▶ _Exercise_
Please reproduce the text on residential home sales in full, word for word.

▶ _Exercise text_

>>>>

Changes appearing in the process of residential home sales

The impact of COVID-19 pandemic continues to unfold. We learn a little more with each week, but there is still much uncertainty as the quarantine continues indefinitely with vast economic consequences.

One aspect of change for residential markets in the coronavirus era is the relative appeal of vacant versus occupied houses. Historically, vacant houses were at somewhat of a disadvantage because they typically do not show as well to home buyers versus a furnished and decorated occupied home. One big change of the last month, however, is many buyers now prefer to see a vacant house versus an occupied one because of health concerns. This gives vacant properties somewhat of a rare advantage in today’s market.

According to a real estate professional in the Birmingham areas, younger buyers are generally more willing to view an occupied home than older buyers. They are also more likely to have a situation, such as a growing family, that makes a move more of a “need” than a “want.” Older buyers, on the other hand, are less likely to “need” a move and many are choosing to stay in place for the time being. Additionally, many of the recent sales in Birmingham’s suburbs have been in the $500,000 and below price range, another indicator that younger buyers are still in the market, despite the overall economic climate. The real estate professional also commented that “the pent-up buyers (people who have been searching for the right house for some time now) will still go out and look (vacant or occupied) if the house they’ve been waiting on happens to hit the market.”

<<<<

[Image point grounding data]
>>>>

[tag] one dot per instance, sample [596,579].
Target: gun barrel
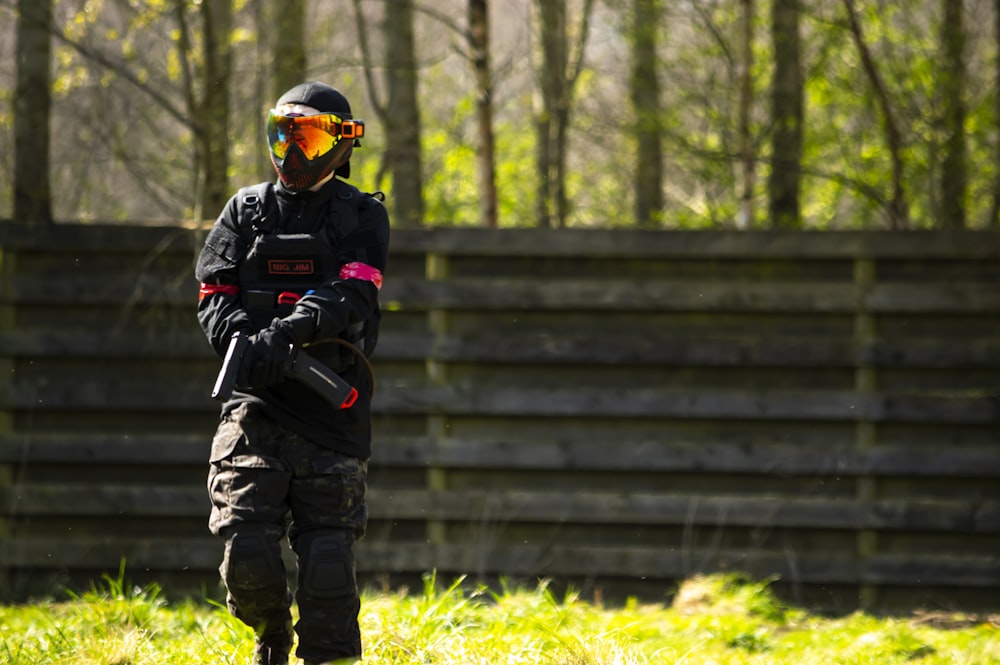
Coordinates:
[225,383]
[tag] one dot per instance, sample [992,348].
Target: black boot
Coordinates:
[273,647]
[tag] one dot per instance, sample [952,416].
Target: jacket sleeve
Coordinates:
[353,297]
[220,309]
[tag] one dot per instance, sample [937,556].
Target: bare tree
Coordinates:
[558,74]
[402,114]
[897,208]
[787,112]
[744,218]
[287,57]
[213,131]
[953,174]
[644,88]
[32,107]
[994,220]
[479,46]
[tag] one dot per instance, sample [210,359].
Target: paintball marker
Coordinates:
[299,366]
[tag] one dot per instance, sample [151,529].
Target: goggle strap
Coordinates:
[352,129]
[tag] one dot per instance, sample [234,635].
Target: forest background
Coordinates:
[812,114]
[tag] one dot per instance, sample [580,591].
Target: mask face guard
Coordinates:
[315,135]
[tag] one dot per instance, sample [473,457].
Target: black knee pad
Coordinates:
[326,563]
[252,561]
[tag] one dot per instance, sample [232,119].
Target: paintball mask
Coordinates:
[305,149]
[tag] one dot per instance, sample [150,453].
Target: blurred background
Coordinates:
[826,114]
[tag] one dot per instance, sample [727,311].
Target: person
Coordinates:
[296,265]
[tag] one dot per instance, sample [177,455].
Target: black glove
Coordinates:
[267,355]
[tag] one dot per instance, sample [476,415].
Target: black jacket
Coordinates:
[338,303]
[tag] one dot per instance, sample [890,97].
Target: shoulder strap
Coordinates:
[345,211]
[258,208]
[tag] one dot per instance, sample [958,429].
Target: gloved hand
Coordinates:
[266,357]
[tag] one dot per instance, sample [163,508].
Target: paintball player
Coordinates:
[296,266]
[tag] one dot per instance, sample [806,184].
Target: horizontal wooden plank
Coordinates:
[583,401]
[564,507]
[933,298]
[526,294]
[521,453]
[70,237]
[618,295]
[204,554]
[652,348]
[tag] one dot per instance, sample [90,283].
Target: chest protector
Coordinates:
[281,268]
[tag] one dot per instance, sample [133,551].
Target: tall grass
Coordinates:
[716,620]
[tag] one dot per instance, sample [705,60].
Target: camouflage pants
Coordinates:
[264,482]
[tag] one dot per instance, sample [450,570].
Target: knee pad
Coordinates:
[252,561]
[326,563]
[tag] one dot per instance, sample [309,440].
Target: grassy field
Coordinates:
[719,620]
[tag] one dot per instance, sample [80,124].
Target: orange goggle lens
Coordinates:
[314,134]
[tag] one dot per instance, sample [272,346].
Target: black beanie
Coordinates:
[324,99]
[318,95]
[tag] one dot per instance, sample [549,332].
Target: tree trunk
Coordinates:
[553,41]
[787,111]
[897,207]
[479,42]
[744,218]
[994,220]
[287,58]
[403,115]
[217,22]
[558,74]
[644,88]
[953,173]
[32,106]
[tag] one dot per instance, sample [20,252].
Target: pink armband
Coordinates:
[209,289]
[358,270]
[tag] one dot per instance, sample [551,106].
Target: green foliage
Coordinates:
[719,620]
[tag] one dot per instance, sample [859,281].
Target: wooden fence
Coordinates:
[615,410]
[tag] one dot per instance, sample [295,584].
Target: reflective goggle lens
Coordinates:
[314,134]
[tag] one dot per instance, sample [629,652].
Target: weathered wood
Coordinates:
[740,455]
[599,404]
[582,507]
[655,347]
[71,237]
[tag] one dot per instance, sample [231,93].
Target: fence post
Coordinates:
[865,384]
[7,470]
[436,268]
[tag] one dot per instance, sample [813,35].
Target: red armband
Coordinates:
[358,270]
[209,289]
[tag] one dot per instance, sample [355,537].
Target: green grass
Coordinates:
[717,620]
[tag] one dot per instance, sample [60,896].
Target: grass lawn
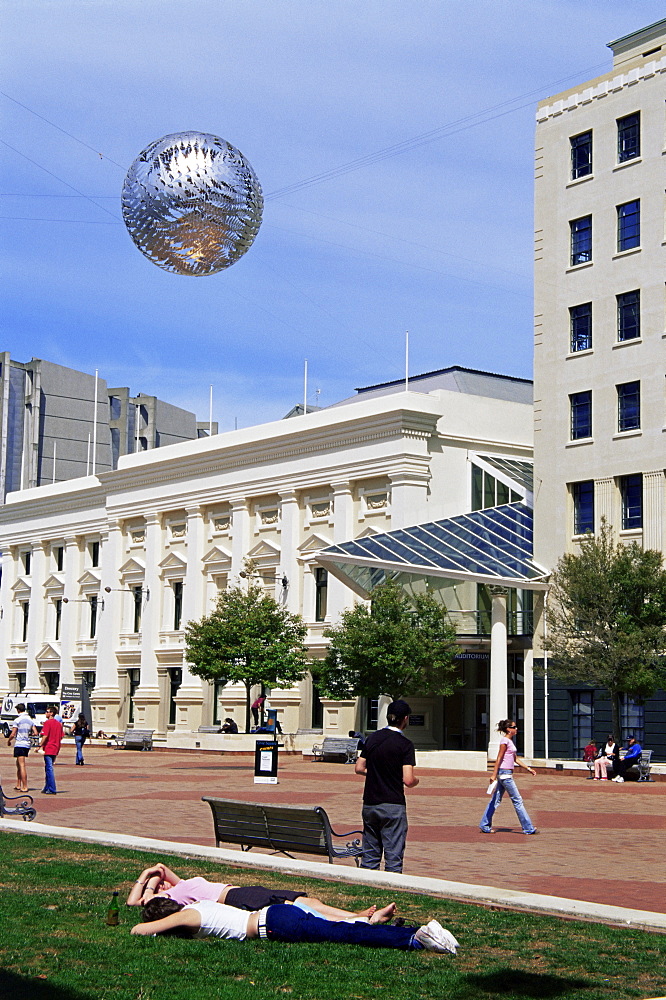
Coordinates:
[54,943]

<<<<

▶ _Finished exercise_
Changes appearing in the process of residential home sales

The impact of COVID-19 pandemic continues to unfold. We learn a little more with each week, but there is still much uncertainty as the quarantine continues indefinitely with vast economic consequences.

One aspect of change for residential markets in the coronavirus era is the relative appeal of vacant versus occupied houses. Historically, vacant houses were at somewhat of a disadvantage because they typically do not show as well to home buyers versus a furnished and decorated occupied home. One big change of the last month, however, is many buyers now prefer to see a vacant house versus an occupied one because of health concerns. This gives vacant properties somewhat of a rare advantage in today’s market.

According to a real estate professional in the Birmingham areas, younger buyers are generally more willing to view an occupied home than older buyers. They are also more likely to have a situation, such as a growing family, that makes a move more of a “need” than a “want.” Older buyers, on the other hand, are less likely to “need” a move and many are choosing to stay in place for the time being. Additionally, many of the recent sales in Birmingham’s suburbs have been in the $500,000 and below price range, another indicator that younger buyers are still in the market, despite the overall economic climate. The real estate professional also commented that “the pent-up buyers (people who have been searching for the right house for some time now) will still go out and look (vacant or occupied) if the house they’ve been waiting on happens to hit the market.”